> Document text
Army doctor, Holmes’s companion, and narrator of the overwhelming majority of the Canon. Watson is the reader’s point-of-entry into every case — observant but not omniscient, warm where Holmes is cold, and far more capable than Holmes’s occasional condescension suggests.
Biographical facts
- Full name: John H. Watson, M.D. (middle initial never expanded in canon)
- Military service: 5th Northumberland Fusiliers and Berkshire Regiment; wounded at the Battle of Maiwand (Afghanistan, 1880); invalided home
- Medical practice: maintains a London practice; its location shifts across the Canon
- Marriages: marries Mary Morstan (between Sign of the Four and The Memoirs); she dies (mentioned in passing); Watson apparently remarries (references are inconsistent)

> Brief A
Copy the passage of the Watson profile starting at "Biographical facts" and ending at "(references are inconsistent)".
> Brief B
Proceed with the Watson profile from the point where it stops.

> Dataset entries
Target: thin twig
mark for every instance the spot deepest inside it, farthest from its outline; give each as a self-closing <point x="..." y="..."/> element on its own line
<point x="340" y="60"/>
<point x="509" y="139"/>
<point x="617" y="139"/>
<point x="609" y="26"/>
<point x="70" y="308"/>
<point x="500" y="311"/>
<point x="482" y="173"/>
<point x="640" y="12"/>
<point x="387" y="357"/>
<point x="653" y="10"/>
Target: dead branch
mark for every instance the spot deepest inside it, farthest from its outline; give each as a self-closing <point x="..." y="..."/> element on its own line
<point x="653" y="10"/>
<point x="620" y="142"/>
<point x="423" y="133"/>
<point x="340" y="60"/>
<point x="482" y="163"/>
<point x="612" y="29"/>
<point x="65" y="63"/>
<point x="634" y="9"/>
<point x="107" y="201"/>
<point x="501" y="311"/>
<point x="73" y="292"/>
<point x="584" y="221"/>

> Written response A
Biographical facts
- Full name: John H. Watson, M.D. (middle initial never expanded in canon)
- Military service: 5th Northumberland Fusiliers and Berkshire Regiment; wounded at the Battle of Maiwand (Afghanistan, 1880); invalided home
- Medical practice: maintains a London practice; its location shifts across the Canon
- Marriages: marries Mary Morstan (between Sign of the Four and The Memoirs); she dies (mentioned in passing); Watson apparently remarries (references are inconsistent)

> Written response B
- At Baker Street: lodges with Holmes at 221B Baker Street from A Study in Scarlet through marriage; returns after Mary’s death and at other intervals
Role in the Canon
- Narrator: ~54 of 60 stories narrated by Watson in first person. The two BLAN and LION (in Case-Book) narrated by Holmes himself; MAZA in third person.
- Reader surrogate: Watson sees what the reader sees and is surprised when Holmes is not. This creates dramatic irony without unfairness to the reader.
- Moral compass: Where Holmes can be coldly indifferent (CREE, RETI), Watson expresses the human response. He provides the emotional temperature of a story.
- Competent partner: Most visible in Hound of the Baskervilles where Watson investigates Dartmoor alone for many chapters. He is brave, perceptive, and occasionally decisive.
Watson’s wounds
The Canon is famously inconsistent about where Watson was wounded — his shoulder is mentioned in A Study in Scarlet, his leg in The Sign of the Four. This inconsistency has spawned much Sherlockian commentary.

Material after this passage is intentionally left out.